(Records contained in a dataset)
------------
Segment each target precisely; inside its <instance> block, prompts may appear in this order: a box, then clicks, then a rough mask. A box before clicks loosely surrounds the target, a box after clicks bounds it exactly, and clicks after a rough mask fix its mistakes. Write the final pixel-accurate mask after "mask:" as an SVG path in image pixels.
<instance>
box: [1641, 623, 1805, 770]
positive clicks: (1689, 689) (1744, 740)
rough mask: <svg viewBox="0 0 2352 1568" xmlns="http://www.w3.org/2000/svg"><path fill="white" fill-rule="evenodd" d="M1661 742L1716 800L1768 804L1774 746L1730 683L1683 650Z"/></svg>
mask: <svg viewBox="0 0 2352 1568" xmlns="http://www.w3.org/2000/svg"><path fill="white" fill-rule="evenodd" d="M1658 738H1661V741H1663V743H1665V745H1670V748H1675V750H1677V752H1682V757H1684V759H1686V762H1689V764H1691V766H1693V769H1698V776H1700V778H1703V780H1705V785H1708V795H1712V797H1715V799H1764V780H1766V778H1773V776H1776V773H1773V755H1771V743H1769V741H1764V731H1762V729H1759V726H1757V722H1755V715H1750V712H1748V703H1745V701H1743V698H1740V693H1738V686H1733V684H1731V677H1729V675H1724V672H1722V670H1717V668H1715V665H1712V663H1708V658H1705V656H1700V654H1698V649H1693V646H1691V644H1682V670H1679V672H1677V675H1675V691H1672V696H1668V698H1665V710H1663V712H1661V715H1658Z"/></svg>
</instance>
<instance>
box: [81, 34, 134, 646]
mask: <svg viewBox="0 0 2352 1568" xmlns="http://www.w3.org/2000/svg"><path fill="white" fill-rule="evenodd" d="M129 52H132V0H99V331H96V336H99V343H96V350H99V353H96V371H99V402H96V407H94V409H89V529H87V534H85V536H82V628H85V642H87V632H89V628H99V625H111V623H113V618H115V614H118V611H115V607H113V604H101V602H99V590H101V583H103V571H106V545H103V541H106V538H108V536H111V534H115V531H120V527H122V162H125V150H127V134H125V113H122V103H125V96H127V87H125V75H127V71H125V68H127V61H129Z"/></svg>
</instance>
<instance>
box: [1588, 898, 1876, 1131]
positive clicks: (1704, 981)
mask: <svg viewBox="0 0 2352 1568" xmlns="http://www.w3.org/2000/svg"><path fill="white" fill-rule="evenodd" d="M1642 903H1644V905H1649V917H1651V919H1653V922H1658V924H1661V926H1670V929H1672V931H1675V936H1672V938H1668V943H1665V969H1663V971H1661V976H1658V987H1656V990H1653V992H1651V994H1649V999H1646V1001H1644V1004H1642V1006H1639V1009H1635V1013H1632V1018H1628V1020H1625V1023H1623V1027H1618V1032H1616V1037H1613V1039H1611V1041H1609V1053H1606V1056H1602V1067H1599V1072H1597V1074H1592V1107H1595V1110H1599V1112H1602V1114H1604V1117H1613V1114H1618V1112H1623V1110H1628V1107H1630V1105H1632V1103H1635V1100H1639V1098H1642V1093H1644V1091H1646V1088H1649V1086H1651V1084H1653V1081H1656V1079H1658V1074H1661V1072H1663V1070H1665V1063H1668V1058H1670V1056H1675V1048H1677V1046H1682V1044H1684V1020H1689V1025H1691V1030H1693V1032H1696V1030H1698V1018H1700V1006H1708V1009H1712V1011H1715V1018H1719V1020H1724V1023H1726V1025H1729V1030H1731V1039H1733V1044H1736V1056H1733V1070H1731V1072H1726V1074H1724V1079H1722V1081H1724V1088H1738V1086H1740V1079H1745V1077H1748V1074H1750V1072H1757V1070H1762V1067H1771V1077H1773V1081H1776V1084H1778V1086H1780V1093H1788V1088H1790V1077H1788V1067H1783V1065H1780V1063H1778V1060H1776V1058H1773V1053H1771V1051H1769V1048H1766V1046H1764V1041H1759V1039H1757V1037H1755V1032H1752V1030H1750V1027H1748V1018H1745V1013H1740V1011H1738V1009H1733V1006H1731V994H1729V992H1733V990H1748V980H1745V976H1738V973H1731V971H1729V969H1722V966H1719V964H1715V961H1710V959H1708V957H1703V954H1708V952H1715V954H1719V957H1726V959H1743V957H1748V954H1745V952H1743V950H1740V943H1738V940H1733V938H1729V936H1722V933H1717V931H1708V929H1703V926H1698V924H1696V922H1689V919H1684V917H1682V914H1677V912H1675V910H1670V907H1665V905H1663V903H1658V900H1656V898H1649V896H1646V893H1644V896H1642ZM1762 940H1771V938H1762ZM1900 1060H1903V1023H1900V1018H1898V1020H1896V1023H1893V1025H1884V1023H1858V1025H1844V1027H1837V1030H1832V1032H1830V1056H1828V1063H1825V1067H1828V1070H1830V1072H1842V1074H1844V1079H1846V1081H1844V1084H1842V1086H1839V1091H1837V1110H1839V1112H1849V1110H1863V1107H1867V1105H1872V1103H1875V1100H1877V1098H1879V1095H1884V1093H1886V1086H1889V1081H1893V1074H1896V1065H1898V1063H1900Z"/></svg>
------------
--- WORK TASK ---
Your task is to copy every record exactly.

--- EXERCISE ANSWER ---
Segment each target precisely; inside its <instance> block, prompts may appear in this order: a box, then clicks, then a rough mask. A box before clicks loosely surrounds the target, a box after clicks bounds it exactly, and clicks after a rough mask fix its mistakes. Write the final pixel-accurate mask after "mask:" as an SVG path in image pixels.
<instance>
box: [1641, 623, 1805, 770]
positive clicks: (1689, 689) (1744, 740)
rough mask: <svg viewBox="0 0 2352 1568" xmlns="http://www.w3.org/2000/svg"><path fill="white" fill-rule="evenodd" d="M1661 742L1716 800L1768 804L1774 746L1730 683L1683 650Z"/></svg>
mask: <svg viewBox="0 0 2352 1568" xmlns="http://www.w3.org/2000/svg"><path fill="white" fill-rule="evenodd" d="M1658 738H1661V741H1663V743H1665V745H1670V748H1675V750H1677V752H1682V757H1684V759H1686V762H1689V764H1691V766H1693V769H1698V776H1700V778H1703V780H1705V785H1708V795H1712V797H1715V799H1764V780H1766V778H1773V776H1776V773H1773V755H1771V743H1769V741H1764V731H1762V729H1759V726H1757V722H1755V715H1750V712H1748V703H1745V701H1743V698H1740V693H1738V686H1733V684H1731V677H1729V675H1724V672H1722V670H1717V668H1715V665H1712V663H1708V658H1705V656H1700V654H1698V649H1693V646H1691V644H1682V670H1679V672H1677V675H1675V691H1672V696H1668V698H1665V710H1663V712H1661V715H1658Z"/></svg>
</instance>
<instance>
box: [81, 34, 134, 646]
mask: <svg viewBox="0 0 2352 1568" xmlns="http://www.w3.org/2000/svg"><path fill="white" fill-rule="evenodd" d="M129 52H132V0H99V331H96V336H99V343H96V350H99V353H96V371H99V402H96V407H94V409H89V529H87V534H85V536H82V628H85V642H87V632H89V628H99V625H111V623H113V618H115V614H118V611H115V607H113V604H101V602H99V590H101V583H103V571H106V545H103V541H106V538H108V536H111V534H115V531H120V527H122V162H125V150H127V134H125V113H122V103H125V96H127V87H125V75H127V71H125V68H127V61H129Z"/></svg>
</instance>
<instance>
box: [1588, 898, 1876, 1131]
positive clicks: (1704, 981)
mask: <svg viewBox="0 0 2352 1568" xmlns="http://www.w3.org/2000/svg"><path fill="white" fill-rule="evenodd" d="M1642 903H1644V905H1649V917H1651V919H1653V922H1658V924H1661V926H1670V929H1672V931H1675V936H1672V938H1668V943H1665V969H1663V971H1661V976H1658V987H1656V990H1653V992H1651V994H1649V999H1646V1001H1644V1004H1642V1006H1639V1009H1635V1013H1632V1018H1628V1020H1625V1023H1623V1027H1618V1032H1616V1037H1613V1039H1611V1041H1609V1053H1606V1056H1602V1067H1599V1072H1597V1074H1592V1107H1595V1110H1599V1112H1602V1114H1604V1117H1613V1114H1618V1112H1623V1110H1628V1107H1630V1105H1632V1103H1635V1100H1639V1098H1642V1093H1644V1091H1646V1088H1649V1086H1651V1084H1653V1081H1656V1079H1658V1074H1661V1072H1663V1070H1665V1063H1668V1058H1670V1056H1675V1048H1677V1046H1682V1044H1684V1020H1689V1025H1691V1030H1693V1032H1696V1030H1698V1018H1700V1006H1708V1009H1712V1011H1715V1018H1719V1020H1724V1023H1726V1025H1729V1030H1731V1039H1733V1044H1736V1056H1733V1070H1731V1072H1726V1074H1724V1079H1722V1081H1724V1088H1738V1086H1740V1079H1745V1077H1748V1074H1750V1072H1757V1070H1762V1067H1771V1077H1773V1081H1776V1084H1778V1086H1780V1093H1788V1088H1790V1077H1788V1067H1783V1065H1780V1063H1778V1060H1776V1058H1773V1053H1771V1051H1769V1048H1766V1046H1764V1041H1759V1039H1757V1037H1755V1032H1752V1030H1750V1027H1748V1018H1745V1013H1740V1011H1738V1009H1733V1006H1731V994H1729V992H1733V990H1748V980H1745V976H1738V973H1731V971H1729V969H1722V966H1719V964H1715V961H1710V959H1708V957H1703V954H1708V952H1715V954H1719V957H1726V959H1743V957H1748V954H1745V952H1743V950H1740V943H1738V940H1733V938H1729V936H1722V933H1717V931H1708V929H1703V926H1698V924H1696V922H1689V919H1684V917H1682V914H1677V912H1675V910H1670V907H1665V905H1663V903H1658V900H1656V898H1649V896H1646V893H1644V896H1642ZM1762 940H1771V938H1762ZM1900 1060H1903V1023H1900V1018H1898V1020H1896V1023H1893V1025H1884V1023H1858V1025H1844V1027H1837V1030H1832V1032H1830V1056H1828V1063H1825V1067H1828V1070H1830V1072H1842V1074H1844V1079H1846V1081H1844V1084H1842V1086H1839V1091H1837V1110H1839V1112H1849V1110H1863V1107H1867V1105H1872V1103H1875V1100H1877V1098H1879V1095H1884V1093H1886V1086H1889V1081H1893V1074H1896V1065H1898V1063H1900Z"/></svg>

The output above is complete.